The problem
Nothing but the lines from the start of the entries through the line containing "box: [286, 27, 297, 81]" should appear in the answer, each given exactly.

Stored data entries

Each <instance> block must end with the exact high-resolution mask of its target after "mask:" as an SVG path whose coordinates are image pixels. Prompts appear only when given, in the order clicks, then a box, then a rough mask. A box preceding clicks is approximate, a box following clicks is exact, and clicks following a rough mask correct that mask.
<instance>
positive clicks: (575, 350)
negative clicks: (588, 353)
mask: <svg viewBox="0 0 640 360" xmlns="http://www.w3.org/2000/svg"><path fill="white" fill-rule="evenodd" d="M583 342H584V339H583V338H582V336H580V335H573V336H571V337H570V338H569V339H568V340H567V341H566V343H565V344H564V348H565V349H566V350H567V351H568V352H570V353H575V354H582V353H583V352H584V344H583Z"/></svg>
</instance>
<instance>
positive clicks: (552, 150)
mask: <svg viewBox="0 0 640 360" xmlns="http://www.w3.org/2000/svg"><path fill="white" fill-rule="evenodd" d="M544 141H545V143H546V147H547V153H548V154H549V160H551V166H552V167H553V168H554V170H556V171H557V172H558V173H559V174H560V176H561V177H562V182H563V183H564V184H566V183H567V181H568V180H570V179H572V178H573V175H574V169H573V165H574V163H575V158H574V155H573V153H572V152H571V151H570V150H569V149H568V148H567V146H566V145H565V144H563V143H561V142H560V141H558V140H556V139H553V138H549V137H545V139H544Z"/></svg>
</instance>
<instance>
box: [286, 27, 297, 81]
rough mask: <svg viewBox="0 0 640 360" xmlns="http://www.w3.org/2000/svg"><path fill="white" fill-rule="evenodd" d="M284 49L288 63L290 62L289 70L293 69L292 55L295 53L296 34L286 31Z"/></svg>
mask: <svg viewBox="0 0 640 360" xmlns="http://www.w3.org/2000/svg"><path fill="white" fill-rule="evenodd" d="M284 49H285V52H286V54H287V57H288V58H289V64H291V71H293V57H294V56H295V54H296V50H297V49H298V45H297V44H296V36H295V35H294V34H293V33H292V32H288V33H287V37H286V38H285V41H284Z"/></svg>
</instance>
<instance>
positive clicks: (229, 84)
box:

Problem solution
Each <instance> block must end with the exact high-resolution mask of its target after "mask:" as an SVG path whose coordinates are image pixels. Prompts appear only when given, in the order clicks, then a box, then a rough mask. A box preceding clicks is approximate, a box following clicks is exact, and clicks following a rough mask correct that mask.
<instance>
positive clicks: (575, 350)
negative clicks: (588, 353)
mask: <svg viewBox="0 0 640 360" xmlns="http://www.w3.org/2000/svg"><path fill="white" fill-rule="evenodd" d="M583 342H584V339H583V338H582V336H580V335H573V336H571V337H570V338H569V339H568V340H567V341H566V343H565V344H564V348H565V349H566V350H567V351H568V352H570V353H575V354H582V353H583V352H584V344H583Z"/></svg>
</instance>
<instance>
positive clicks: (552, 150)
mask: <svg viewBox="0 0 640 360" xmlns="http://www.w3.org/2000/svg"><path fill="white" fill-rule="evenodd" d="M544 141H545V143H546V147H547V153H548V154H549V160H551V166H552V167H553V168H554V170H556V171H557V172H558V173H559V174H560V176H561V177H562V182H563V183H564V184H566V183H567V181H568V180H570V179H572V178H573V175H574V169H573V165H574V163H575V158H574V155H573V153H572V152H571V151H570V150H569V149H568V148H567V146H566V145H565V144H563V143H561V142H560V141H558V140H556V139H553V138H549V137H545V139H544Z"/></svg>
</instance>
<instance>
box: [286, 27, 297, 81]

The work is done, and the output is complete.